— start of EXERCISE DATA —

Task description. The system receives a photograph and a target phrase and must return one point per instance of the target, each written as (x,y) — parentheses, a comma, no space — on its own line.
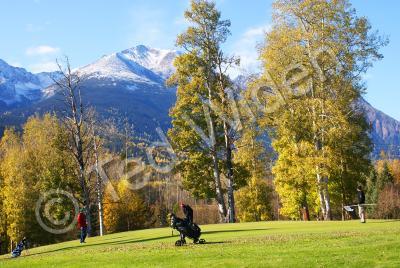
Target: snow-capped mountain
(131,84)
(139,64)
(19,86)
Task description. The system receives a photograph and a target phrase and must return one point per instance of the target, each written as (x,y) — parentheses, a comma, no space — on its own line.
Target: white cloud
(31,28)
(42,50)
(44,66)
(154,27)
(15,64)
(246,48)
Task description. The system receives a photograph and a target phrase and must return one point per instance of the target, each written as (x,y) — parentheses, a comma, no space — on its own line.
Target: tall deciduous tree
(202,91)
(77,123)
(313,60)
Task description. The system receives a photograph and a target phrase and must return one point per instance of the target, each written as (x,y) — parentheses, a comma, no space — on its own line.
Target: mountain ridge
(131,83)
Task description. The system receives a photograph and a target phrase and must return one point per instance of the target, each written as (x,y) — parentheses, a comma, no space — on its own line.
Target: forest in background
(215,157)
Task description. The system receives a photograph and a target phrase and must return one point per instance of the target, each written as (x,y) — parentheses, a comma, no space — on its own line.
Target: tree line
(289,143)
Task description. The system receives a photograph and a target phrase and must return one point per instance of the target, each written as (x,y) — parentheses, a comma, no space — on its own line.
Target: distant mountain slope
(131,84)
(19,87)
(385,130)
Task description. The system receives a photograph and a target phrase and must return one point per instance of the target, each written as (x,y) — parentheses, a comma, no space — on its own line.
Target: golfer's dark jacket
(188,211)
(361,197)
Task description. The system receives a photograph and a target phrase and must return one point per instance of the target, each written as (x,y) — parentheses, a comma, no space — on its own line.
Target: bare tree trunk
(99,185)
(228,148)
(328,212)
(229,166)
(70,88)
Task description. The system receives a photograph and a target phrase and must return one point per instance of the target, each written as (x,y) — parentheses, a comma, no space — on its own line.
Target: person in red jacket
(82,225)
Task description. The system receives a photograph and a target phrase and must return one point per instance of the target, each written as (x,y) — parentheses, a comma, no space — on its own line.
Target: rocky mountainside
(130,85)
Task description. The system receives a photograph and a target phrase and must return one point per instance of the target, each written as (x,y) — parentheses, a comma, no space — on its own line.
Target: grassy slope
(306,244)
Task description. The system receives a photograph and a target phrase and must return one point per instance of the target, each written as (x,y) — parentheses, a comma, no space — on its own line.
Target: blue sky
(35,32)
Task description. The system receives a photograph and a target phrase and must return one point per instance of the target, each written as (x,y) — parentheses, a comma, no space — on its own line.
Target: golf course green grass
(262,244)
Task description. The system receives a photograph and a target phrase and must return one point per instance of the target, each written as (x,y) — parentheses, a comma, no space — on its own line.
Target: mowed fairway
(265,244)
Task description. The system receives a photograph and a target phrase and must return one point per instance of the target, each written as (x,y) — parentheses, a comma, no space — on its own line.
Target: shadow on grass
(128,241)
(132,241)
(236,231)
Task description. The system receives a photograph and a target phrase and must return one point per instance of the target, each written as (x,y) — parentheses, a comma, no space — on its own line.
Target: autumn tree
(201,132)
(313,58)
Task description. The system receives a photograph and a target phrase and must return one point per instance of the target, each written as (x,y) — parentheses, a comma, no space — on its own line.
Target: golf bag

— end of EXERCISE DATA —
— start of EXERCISE DATA —

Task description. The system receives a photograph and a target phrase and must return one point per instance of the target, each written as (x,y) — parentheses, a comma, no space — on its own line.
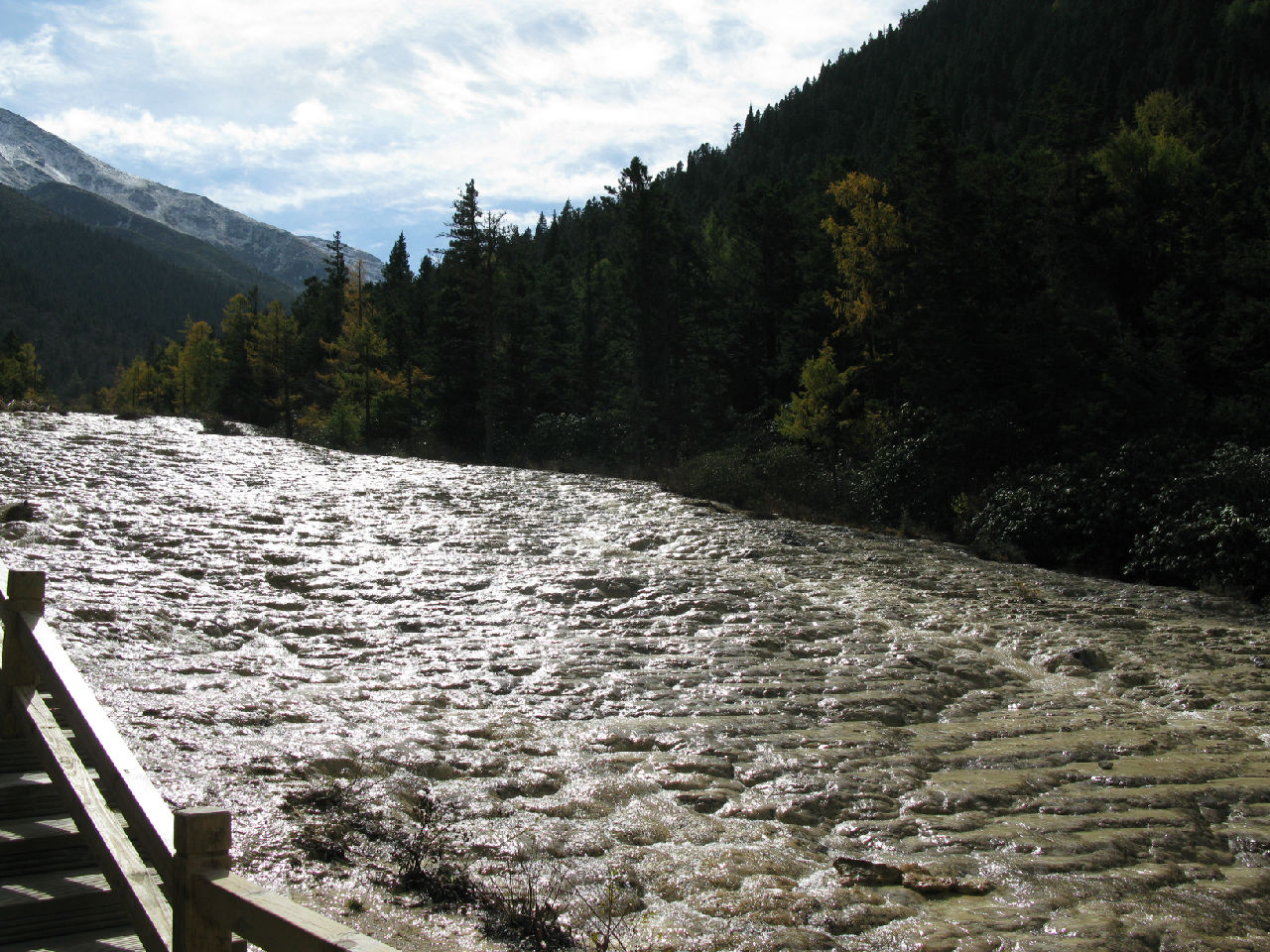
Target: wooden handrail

— end of EXERCISE DATA —
— start of EXERCISE DATA —

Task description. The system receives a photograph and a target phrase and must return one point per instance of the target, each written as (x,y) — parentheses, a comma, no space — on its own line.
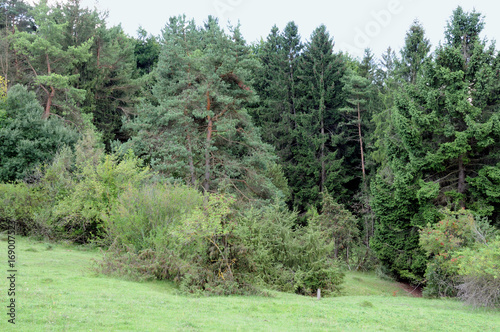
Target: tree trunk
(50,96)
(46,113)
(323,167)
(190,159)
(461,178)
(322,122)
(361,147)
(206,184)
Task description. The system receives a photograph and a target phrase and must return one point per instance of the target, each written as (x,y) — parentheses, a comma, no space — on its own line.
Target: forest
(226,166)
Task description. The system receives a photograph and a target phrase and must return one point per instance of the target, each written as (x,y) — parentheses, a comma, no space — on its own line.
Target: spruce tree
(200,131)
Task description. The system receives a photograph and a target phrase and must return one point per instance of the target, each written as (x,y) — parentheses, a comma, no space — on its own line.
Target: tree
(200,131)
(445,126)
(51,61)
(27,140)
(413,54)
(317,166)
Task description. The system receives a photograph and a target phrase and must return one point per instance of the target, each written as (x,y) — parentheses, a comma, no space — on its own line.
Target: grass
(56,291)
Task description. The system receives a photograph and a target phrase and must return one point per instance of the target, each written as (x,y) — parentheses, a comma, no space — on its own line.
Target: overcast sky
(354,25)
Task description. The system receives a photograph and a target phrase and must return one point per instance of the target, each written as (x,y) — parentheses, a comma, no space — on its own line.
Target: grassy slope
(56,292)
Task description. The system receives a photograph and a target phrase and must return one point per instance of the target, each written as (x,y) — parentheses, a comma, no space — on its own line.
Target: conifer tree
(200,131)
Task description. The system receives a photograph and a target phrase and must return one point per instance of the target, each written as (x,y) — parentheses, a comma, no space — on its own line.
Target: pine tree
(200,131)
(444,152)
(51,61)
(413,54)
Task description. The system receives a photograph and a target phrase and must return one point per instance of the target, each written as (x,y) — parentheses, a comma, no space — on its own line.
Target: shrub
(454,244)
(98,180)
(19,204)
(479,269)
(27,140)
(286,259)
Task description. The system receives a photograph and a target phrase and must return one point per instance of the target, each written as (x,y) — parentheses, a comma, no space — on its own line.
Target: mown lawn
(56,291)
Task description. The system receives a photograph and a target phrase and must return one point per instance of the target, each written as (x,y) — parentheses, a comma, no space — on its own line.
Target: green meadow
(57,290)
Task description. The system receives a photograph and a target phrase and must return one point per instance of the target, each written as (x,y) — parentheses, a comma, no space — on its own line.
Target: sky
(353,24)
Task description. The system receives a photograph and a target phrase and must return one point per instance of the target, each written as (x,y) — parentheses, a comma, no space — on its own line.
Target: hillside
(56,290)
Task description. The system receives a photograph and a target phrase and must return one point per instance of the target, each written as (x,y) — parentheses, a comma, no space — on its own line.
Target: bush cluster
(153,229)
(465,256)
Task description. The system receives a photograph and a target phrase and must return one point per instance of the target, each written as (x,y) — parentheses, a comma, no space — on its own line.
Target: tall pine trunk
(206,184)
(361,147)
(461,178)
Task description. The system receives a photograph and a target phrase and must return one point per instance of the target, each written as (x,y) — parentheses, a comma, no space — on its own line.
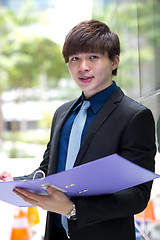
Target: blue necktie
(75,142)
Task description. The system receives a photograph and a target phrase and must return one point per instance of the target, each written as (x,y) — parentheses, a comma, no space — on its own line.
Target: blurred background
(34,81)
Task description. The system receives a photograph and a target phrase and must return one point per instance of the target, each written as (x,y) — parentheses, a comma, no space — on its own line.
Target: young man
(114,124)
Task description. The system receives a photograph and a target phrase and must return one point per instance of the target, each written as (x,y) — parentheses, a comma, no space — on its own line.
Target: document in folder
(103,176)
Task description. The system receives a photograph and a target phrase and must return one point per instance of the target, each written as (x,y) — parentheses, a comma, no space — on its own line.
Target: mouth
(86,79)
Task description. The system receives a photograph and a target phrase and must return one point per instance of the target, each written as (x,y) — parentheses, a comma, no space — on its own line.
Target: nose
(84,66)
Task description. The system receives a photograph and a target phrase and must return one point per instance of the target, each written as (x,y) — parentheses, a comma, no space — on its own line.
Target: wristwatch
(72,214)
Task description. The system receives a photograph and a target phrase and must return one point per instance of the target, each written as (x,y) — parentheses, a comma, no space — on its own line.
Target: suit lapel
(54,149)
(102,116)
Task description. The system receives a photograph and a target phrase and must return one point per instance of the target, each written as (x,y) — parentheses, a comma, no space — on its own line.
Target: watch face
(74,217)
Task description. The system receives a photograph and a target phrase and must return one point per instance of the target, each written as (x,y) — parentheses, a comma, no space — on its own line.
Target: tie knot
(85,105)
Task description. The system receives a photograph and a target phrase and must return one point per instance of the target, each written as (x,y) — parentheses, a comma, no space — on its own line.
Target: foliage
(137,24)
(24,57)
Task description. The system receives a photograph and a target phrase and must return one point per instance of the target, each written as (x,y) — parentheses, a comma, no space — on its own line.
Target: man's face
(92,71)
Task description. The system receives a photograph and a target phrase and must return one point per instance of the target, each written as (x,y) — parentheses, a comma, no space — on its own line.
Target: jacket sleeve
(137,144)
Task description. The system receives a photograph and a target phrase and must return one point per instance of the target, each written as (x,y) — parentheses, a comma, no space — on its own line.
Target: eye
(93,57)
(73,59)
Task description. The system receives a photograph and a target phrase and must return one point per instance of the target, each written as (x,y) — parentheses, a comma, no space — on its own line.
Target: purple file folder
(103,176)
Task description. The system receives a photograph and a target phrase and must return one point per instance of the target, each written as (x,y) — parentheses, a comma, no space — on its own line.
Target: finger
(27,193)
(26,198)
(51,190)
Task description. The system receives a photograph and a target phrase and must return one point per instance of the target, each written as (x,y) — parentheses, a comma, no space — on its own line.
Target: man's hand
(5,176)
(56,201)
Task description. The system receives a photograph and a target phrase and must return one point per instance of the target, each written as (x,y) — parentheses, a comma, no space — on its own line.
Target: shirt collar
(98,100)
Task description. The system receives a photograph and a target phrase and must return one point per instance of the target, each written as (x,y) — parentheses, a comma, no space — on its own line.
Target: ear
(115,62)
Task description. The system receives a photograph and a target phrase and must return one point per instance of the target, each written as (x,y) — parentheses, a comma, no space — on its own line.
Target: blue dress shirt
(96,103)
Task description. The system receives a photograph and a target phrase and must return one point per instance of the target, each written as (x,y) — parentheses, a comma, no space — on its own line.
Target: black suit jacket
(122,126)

— end of EXERCISE DATA —

### TASK TO COMPLETE
Count how many lines in the records above contain the string "shirt". Reply with only that number.

### OUTPUT BELOW
2